■ ENTRIES SUPPLIED
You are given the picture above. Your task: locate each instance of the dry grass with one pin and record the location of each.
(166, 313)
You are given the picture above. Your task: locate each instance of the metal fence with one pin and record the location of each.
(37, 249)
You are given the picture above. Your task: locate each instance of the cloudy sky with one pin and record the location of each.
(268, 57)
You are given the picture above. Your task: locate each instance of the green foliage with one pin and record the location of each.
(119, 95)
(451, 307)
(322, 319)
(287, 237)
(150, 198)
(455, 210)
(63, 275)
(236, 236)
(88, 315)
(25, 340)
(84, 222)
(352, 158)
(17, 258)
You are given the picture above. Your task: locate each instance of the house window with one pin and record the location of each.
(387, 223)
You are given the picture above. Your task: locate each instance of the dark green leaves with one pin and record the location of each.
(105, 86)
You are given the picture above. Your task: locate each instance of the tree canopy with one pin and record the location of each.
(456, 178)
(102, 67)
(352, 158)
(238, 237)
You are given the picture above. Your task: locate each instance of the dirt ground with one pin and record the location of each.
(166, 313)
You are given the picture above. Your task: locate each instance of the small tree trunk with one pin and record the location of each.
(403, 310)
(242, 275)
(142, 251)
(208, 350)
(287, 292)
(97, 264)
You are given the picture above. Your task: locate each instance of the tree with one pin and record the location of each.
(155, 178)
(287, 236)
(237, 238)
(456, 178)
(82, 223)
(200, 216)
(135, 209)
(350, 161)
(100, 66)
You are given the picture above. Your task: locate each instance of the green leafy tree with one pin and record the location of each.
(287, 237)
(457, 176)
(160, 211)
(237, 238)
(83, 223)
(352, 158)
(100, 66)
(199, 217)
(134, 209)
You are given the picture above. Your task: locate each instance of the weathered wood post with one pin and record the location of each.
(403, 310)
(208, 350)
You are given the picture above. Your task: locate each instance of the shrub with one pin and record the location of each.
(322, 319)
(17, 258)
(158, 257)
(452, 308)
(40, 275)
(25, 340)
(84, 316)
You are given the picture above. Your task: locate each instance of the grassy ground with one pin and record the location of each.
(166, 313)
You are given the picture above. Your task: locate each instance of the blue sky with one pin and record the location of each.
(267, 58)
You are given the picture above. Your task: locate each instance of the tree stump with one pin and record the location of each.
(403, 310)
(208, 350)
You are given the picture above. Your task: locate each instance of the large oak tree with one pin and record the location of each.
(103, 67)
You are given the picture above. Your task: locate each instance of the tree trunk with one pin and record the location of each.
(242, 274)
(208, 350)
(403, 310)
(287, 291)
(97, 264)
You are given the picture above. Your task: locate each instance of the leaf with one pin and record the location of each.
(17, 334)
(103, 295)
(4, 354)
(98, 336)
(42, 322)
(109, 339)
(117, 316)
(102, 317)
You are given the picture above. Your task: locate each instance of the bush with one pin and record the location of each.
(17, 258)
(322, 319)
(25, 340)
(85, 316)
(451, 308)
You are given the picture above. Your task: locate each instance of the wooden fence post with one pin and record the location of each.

■ TASK GOAL
Copy all of the data above word for word, with every line in its original order.

■ EXERCISE OUTPUT
You are given the picture above. Your task: locate each instance of the dry grass with one pin and record the location of each.
(166, 313)
You are given the picture above. Your task: locate each instance of the metal fence with one pin and record the location of each.
(37, 249)
You are given the picture above. Your task: locate each instance of the cloudy sky with one pin and record the location of each.
(268, 57)
You are given the picture above. Your task: locate each instance of the green foliage with one pin and record the location of each.
(119, 95)
(451, 307)
(322, 319)
(287, 237)
(150, 198)
(455, 210)
(63, 275)
(236, 236)
(88, 315)
(25, 340)
(84, 222)
(352, 158)
(17, 258)
You are given the picture above. Your task: locate each instance of the house window with one pin and record the location of each.
(387, 223)
You are given the picture above. Your task: locate each instance of the dark green leaves with one pin and record the location of each.
(105, 86)
You are given the picture above. Your task: locate each instance of the tree canopy with one pin and record the location of each.
(456, 178)
(102, 67)
(352, 158)
(238, 237)
You are given the picture above. Your task: locate each instance of the dirt ground with one pin and record the location of each.
(166, 313)
You are given the picture above. Your task: locate each instance of the small tree trunk with one pin and record the location of each.
(403, 310)
(242, 275)
(142, 251)
(208, 350)
(287, 292)
(97, 264)
You are given the picture above. Your task: locate each instance of the tree with one pin and record the location of each.
(155, 178)
(287, 236)
(237, 238)
(456, 178)
(82, 223)
(200, 216)
(135, 209)
(350, 161)
(100, 66)
You are given the picture above. Your task: locate each instance of the green leafy tree with one pin and record the location of each.
(287, 237)
(457, 176)
(160, 211)
(237, 238)
(83, 223)
(352, 158)
(100, 66)
(199, 217)
(134, 209)
You are given the picture above. Your task: locate each instance of the weathered wood post with one pin and record the location of each.
(403, 310)
(208, 350)
You are given the picture above. Your task: locate each instance of the shrub with one pin and record the location of each.
(322, 319)
(17, 258)
(158, 257)
(452, 308)
(40, 275)
(25, 340)
(84, 316)
You are given the picture above. Your task: locate each instance of the grassy ground with one pin and record the location of each.
(166, 313)
You are given the picture above. Your task: locate each instance of the blue sky with one pin and record the location of each.
(267, 58)
You are given the picture above. Your task: locate each instance of the tree stump with one pin and record the location of each.
(403, 310)
(208, 350)
You are given the picture above. Your task: locate each instance of the large oak tree with one pin and record the location of each.
(103, 67)
You are given the picture above. Your task: locate each instance of the tree trunk with one pin and record the location of each.
(242, 274)
(208, 350)
(403, 310)
(287, 291)
(97, 264)
You are given the picture above. Your task: locate each instance of the leaf with one pin and record the location of each.
(17, 334)
(103, 295)
(4, 354)
(98, 336)
(42, 322)
(109, 339)
(117, 316)
(102, 317)
You are given the picture above. Your task: locate each instance of the bush with one pin and record the location of each.
(17, 258)
(322, 319)
(25, 340)
(85, 316)
(451, 308)
You are given the picture above. Your task: locate each instance of the wooden fence post with one pin and record the location of each.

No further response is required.